START SOURCE PASSAGE
Not Even Wrong

Today’s Guardian has an article by a writer who recently visited the Institute in Princeton to talk to Witten and others there about string theory. The author of the piece makes the obvious analogy between Witten and Einstein, and asks the string theorists about Einstein’s 20-year misguided and failed attempt to unify gravity and electromagnetism during his years at the IAS. String theory and Einstein’s failed program get further identified by the author’s claim that if Einstein were alive today he would be working on string theory, and by a quote from Seiberg that “Being in the place where Einstein was is clearly an inspiring idea.”

Seiberg also has something very true to say:

“Most string theorists are very arrogant,” says Seiberg with a smile. “If there is something [beyond string theory], we will call it string theory.”

Witten’s attitude towards string theory seems to remain unchanged, he’s quoted as saying:

“Critics of string theory say that it might be too big a step. Most physicists in other fields are simply agnostic and properly so,” says Witten. “It isn’t an established theory. My personal opinion is that there are circumstantial reasons to suspect that it’s on the right track. ”

His recent work on twistor string theory is mentioned, including the fact that there was a workshop at Oxford last week on the subject. About this, the writer reports

“Witten is not convinced yet. ‘I think twistor string theory is something that only partly works,’ he says.”

I wonder exactly what he meant by that. What’s the part of twistor string theory that he thinks doesn’t work?

Most new preprints in mathematics and physics these days are posted on the arXiv, but every so often I run into interesting new things worth reading that haven’t appeared there for one reason or another. Here are some recent examples:

Some lecture notes on Lie algebras by Shlomo Sternberg. Lots of topics covered I haven’t seen anywhere else, especially the material on the relation to Clifford algebras and the Kostant version of the Dirac operator.
END SOURCE PASSAGE
START GIVEN INFORMATION
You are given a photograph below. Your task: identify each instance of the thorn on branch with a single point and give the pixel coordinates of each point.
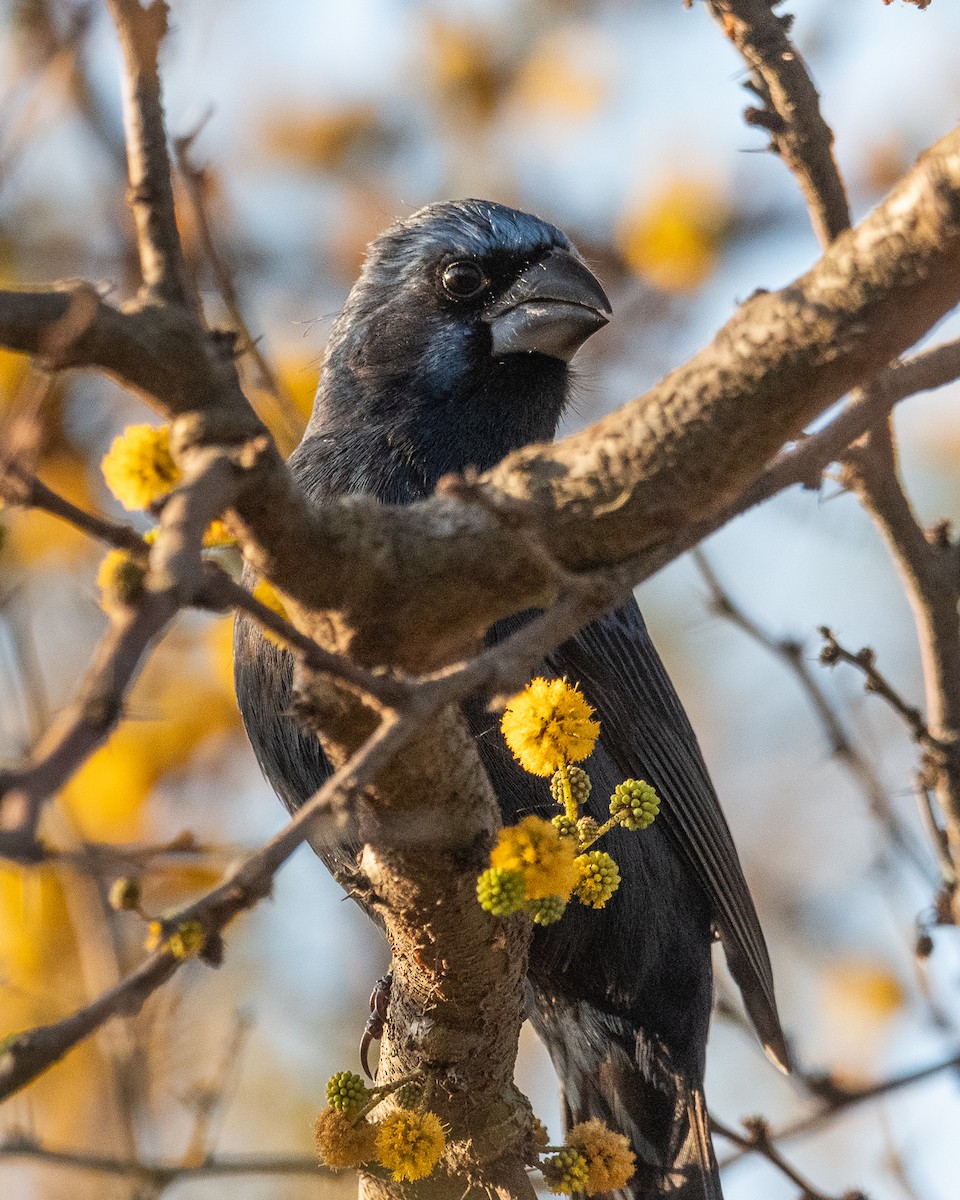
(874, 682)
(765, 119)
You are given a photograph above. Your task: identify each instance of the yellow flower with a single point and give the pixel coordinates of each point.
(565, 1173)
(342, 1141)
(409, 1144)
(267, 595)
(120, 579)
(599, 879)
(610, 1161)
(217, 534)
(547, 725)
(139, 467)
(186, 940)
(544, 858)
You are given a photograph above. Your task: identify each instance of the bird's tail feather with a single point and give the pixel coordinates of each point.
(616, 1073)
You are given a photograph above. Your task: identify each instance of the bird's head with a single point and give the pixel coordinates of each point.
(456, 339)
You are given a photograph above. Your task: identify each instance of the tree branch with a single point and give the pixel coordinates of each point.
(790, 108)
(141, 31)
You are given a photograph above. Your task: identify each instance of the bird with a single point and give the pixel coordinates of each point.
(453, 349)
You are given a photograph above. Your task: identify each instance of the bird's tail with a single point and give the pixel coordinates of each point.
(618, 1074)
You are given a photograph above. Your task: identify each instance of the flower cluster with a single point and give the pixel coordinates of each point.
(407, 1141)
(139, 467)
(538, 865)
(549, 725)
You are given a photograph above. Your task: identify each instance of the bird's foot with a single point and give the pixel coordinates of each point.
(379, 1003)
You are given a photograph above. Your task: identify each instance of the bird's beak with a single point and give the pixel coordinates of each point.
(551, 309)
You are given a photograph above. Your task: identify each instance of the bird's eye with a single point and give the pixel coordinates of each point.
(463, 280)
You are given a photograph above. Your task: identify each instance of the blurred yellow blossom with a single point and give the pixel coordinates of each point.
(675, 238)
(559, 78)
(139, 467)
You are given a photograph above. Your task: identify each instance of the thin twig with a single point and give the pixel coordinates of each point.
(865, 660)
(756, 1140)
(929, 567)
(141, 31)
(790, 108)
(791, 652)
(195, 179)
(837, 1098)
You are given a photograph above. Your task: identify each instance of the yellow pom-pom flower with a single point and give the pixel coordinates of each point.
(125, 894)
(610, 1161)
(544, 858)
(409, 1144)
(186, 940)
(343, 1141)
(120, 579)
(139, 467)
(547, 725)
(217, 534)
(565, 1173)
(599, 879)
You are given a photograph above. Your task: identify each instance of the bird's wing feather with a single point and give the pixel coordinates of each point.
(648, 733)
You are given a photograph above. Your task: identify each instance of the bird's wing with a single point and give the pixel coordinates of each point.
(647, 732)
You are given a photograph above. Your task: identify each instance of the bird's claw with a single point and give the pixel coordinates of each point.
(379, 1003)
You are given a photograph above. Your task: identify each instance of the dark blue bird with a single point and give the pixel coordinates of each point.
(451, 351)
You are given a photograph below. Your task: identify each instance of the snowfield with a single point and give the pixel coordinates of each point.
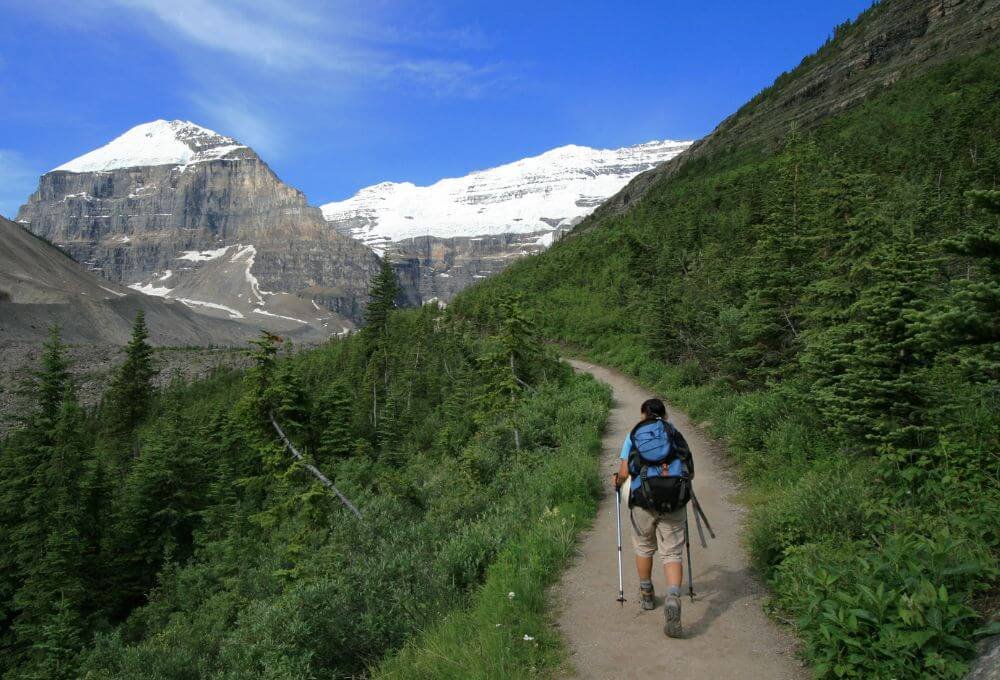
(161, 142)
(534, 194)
END GIVEN INFORMATION
→ **SET OF TASKS**
1 > According to the blog post on string theory, why does the author point readers to Shlomo Sternberg's lecture notes on Lie algebras? Answer in one to three sentences.
2 > Translate this sentence from the blog post on string theory into Spanish: "I wonder exactly what he meant by that."
3 > Continue the blog post on string theory from the point where it stops.
You don't need the records for these tasks.

→ **PER-TASK ANSWERS**
1 > The author says the notes cover many topics not seen anywhere else, especially the material on how Lie algebras relate to Clifford algebras and the Kostant version of the Dirac operator.

2 > Me pregunto qué quiso decir exactamente con eso.

3 >
Lecture notes by Constantin Teleman about his recent work on topological field theories and the Gromov-Witten theory of BG, the classifying space of a group. These are notes from talks given at Gregynog, Goettingen, and Miami. I confess that, like a lot of Teleman’s work, I have trouble figuring out exactly what he is up to, but it looks quite interesting. I wish he and Dan Freed and Mike Hopkins would get around to finishing their paper on “K-theory, Loop Groups, and Dirac Families” that Teleman has been advertising as “coming soon” for quite a while…

David Vogan has an interesting draft of a review of A. A. Kirillov’s book on the orbit method in representation theory. This is the most fully developed version of what is sometimes known as “geometric quantization”. Vogan also has some notes from his lectures this past year on “Unitary representations and complex analysis” which include material on the Borel-Weil theorem and its generalizations.

Nikita Nekrasov has some Lectures on Nonperturbative Aspects of Supersymmetric Gauge Theories and a written version of his 2004 Hermann Weyl Prize lecture.

Eckhard Meinrenken has a a nice expository article on the de Rham model for equivariant cohomology.

For some interesting comments by Nima Arkani-Hamed about his model-building activities, followed by some of my own, take a look here.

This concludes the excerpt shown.